▶ _Given passage_:
***
‘When I walked down my garden some time ago I found a dog amusing himself among the flowers. I knew that he was no gardener, and no dog of mine, so I threw a stick at him and bade him begone. After I had done so, he conquered me, and made me ashamed that I had spoken roughly to him, for he picked up my stick, and, wagging his tail pleasantly, he brought the stick to me, and dropped at my feet. Do you think I could strike him or drive him away after that? No, I patted him and called him good names. The dog had conquered the man.’
Spurgeon applies the lesson to prodigals. If an imperfect man is inclined to have pity on a mischievous dog, how much more sympathy does God have for a wayward person who returns to him. ‘And you, poor sinner, dog as you are, can have confidence enough in God to come to him just as you are, it is not in his heart to spurn you. There is an omnipotence in simple faith which will conquer even the divine Being himself. Only do but trust him as he reveals himself in Jesus, and you shall find salvation.’
Shame can keep us from feeling free in God. Men, you may be ashamed of the things that you have viewed on your screens. You have failed so often, that you wonder how God could still have patience with you. Women, I don’t know the particular failings that you struggle with, but there are bound to be things in your life that embarrass you. Parents, you may be ashamed of the many ways in which you have failed your children. Maybe you carry the wounds of a parent who exclaimed, ‘I am so disappointed in you.’
I used to have a recurring dream. It occurred when I first began paid work for a church. In the dream I would be in the town’s supermarket, and I would realise that I was in my underpants. I believe that I was having that dream because I was scared of being exposed. ‘What if the people in the church knew what I was really like? What if they knew of my struggles with lust, the insecurity of my faith and how little of the Bible I really knew?’ Do you battle the inner shame of feeling that you can’t live up to the image you present of yourself? More painful still, maybe you are hiding secrets, because you are embarrassed about some things in your past and present.
A blogger called Tim Challies writes, ‘so many Christians live their lives racked with guilt and shame. They think back to all the things they did, the sins they committed, whether two days ago or two decades, and live under a cloud of shame. This shame hurts, it burns, it incapacitates.’ This morning we are going to see that God loves to cover our shame.
The young man brought shame upon himself, his family and his community
The younger son is doing something shameful in asking for his share of the estate. ‘…in that culture, the normal response to this level of impudence would be, at the very least, a hard slap across the face from the father. This would have typically been done publically to shame the son who had shown such disdain for the father’ (MacArthur).
***
▶ _Listing_:
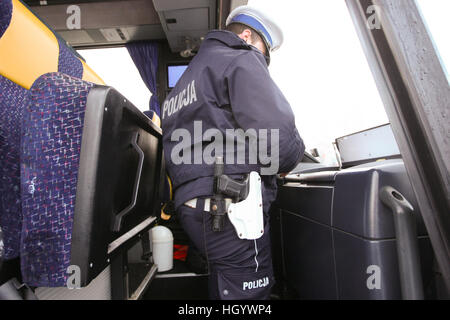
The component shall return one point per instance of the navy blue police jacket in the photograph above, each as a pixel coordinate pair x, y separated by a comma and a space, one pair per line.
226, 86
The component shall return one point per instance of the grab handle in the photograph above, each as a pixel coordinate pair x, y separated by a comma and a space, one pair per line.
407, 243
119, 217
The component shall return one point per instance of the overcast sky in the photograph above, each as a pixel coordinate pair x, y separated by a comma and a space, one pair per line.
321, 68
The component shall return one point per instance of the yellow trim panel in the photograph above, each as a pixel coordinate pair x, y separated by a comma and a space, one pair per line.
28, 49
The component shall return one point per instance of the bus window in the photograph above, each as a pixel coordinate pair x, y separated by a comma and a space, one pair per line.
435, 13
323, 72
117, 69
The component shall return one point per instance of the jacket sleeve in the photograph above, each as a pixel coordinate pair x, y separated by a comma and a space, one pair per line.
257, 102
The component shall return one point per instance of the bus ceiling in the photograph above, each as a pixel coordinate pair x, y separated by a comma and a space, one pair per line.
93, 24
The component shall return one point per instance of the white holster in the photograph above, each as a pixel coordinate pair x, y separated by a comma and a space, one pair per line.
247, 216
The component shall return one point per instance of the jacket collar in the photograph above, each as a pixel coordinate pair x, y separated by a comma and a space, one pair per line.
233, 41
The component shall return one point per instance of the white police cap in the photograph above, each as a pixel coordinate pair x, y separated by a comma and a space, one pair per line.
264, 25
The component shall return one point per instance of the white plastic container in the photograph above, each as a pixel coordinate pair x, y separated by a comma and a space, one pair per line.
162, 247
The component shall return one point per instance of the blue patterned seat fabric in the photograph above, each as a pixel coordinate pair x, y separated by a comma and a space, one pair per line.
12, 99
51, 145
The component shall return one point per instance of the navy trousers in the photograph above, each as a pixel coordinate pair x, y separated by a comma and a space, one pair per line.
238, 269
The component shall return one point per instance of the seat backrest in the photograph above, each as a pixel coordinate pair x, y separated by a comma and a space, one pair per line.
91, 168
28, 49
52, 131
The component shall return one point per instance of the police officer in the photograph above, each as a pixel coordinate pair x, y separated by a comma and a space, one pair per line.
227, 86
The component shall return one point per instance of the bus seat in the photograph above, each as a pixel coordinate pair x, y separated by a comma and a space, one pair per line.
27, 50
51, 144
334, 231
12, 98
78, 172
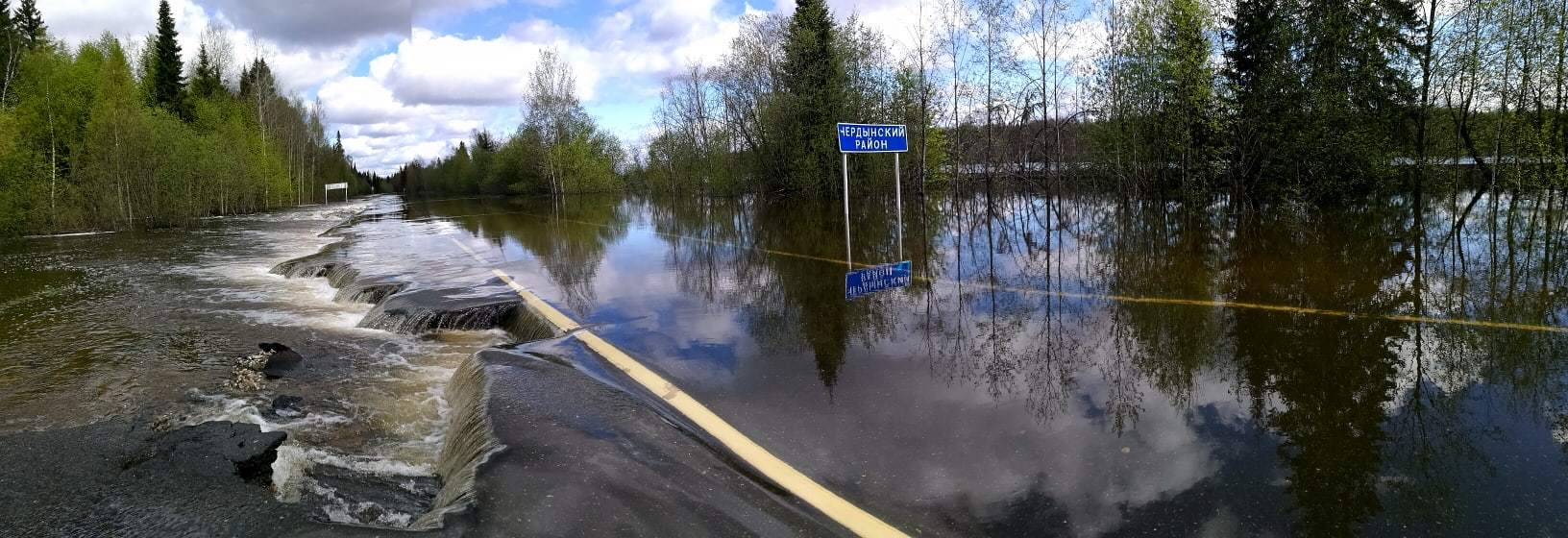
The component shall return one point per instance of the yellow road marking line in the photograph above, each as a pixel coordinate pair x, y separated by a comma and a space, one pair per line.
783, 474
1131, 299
***
Continue the passage on shame and the prodigal son, starting after its final sentence.

As well as a public renunciation, there might be a formal dismissal from the family and possibly even a funeral for the son. That would have been the only way to avoid allowing the boy to bring lasting reproach against the family’s good name. However, the father ‘was willing to endure the pain of spurned affections and public humiliation rather than disown his son’ (MacArthur). The Pharisees and teachers of the law who were listening to Jesus would have considered this father’s response to be shamefully weak.
As the younger son heads off to the distant land, he brings disgrace to his family, his village and his religion. Then he lives shamefully among the pagans, and soon he experiences his own disgrace. When famine comes, he goes to a farmer looking for work. I doubt that this farmer was looking to employ anyone at that time. But in that shame-culture you did not turn down a request for help. So the farmer offers the boy a job that no self-respecting Jew could accept—feeding unclean pigs.
Shame kept him from returning home
So why didn’t he just head home? I think that he stayed in the pigsty because he feared the shame that he would experience if he returned home. Middle-eastern expert, Ken Bailey, explains that had he come home after dishonouring his village among the gentiles, he would have been greeted by people who would have broken a clay pot in front of him and declared that he was dead to them. For the rest of his days, young lads, with nothing better to do, would have followed him around, taunting him and throwing dung at him. He was also aware that his bitter older brother would never let him forget what he had done. The shame he expected to be exposed to on returning home would be greater than the shame of feeding those pigs.
But, what actually happens on his return? The father endures shame for the sake of his wayward son. When the father sees the son in the distance, he sprints. That’s significant. In that culture there was a proverb that said you could tell the manner of a man by the way he walked. Men over thirty did not run. Respectable men walked in a slow dignified manner.
I don’t know if you have heard of Garrison Keillor. He is a radio comedian that tells stories about an imaginary place called Lake Wobegon. Lake Wobegon, explains Keillor, was the sort of place where everybody knew everybody else’s business. In fact in Lake Wobegon people did not have to use indicators when driving because everyone knew where you were going.
First-century Palestinian villages were the same. Farmers did not live in isolation amongst their fields. For security they lived in villages and went out to work in their fields. So everybody has seen the shameful son set off to the distant land, and they see the father lift his clock, expose his knees and make a fool of himself as he sprints through the village to embrace his son.
I know that what motivated the father to run to his son was his overwhelming feeling of compassion. I also suspect that he was determined to get to him before the village could have their pot-breaking ceremony. He did not want his son to experience such pain and disgrace. If he gets to the son first, and accepts him, then, because of his status in that society, the rest of the village will have to accept him. He is willing to be shamed to ensure his son is not.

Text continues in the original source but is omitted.